>>>>>
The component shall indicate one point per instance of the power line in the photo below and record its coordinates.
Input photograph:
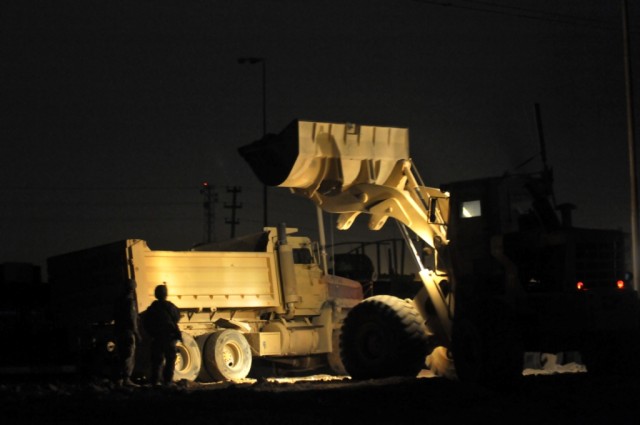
(524, 13)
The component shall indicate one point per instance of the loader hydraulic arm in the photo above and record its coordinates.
(350, 169)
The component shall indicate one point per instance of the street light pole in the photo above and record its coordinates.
(631, 148)
(263, 62)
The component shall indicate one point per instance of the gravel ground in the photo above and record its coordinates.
(543, 398)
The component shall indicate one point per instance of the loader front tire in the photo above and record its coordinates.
(227, 355)
(383, 336)
(188, 359)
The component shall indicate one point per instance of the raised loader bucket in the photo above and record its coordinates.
(327, 157)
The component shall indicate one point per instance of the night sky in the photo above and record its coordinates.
(115, 112)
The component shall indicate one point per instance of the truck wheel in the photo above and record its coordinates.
(383, 336)
(188, 360)
(487, 347)
(227, 355)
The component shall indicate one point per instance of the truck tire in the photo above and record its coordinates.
(188, 360)
(383, 336)
(487, 346)
(227, 355)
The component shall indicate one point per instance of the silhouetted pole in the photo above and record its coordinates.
(630, 141)
(233, 206)
(262, 61)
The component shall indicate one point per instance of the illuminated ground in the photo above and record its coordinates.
(545, 397)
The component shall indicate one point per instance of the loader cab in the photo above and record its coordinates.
(508, 226)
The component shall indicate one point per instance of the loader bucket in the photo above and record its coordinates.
(327, 157)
<<<<<
Activity. Make an exact copy of the listing. Do not carry over its pictures.

Response to the task.
The component shall indicate one point per instance of the power line in the photo below and record its coordinates.
Input photograph:
(524, 13)
The component shall indicate one point per instance of the loader hydraulic arm in the photo above and record its coordinates.
(350, 169)
The component shall indicate one point per instance of the street light pole in the photo above and record its coordinates.
(631, 148)
(263, 62)
The component shall indicate one point per instance of the gravel ground in the photo above and record its coordinates.
(543, 398)
The component shall indicate one point per instance of the loader front tire in the photo above and record its coordinates.
(227, 355)
(383, 336)
(188, 359)
The component shall indicate one point per instance of the raised loader bucket in the photo above and record its coordinates.
(327, 157)
The component shall indicate one point per instance of the night sky in the photo above and record its coordinates.
(115, 112)
The component shall indicate one point per instance of the truck wheel in the photo above and record its coordinates.
(383, 336)
(188, 360)
(487, 347)
(227, 355)
The component shall indicate one point per instance of the truck tire in the photo above and record its coordinates.
(188, 360)
(383, 336)
(487, 346)
(227, 355)
The component shall indicate one point per instance of the silhouetted pole in the photo above and record its coordinates.
(630, 141)
(233, 206)
(262, 61)
The component shall indicate one point per instance of the illuminated ground in the photo above and record its coordinates.
(545, 397)
The component shall indicate one point per instance of the loader cab in the photo above and record its coordinates.
(508, 226)
The component shall indicate one point per instance of the loader bucket in the photo above and record its coordinates.
(327, 157)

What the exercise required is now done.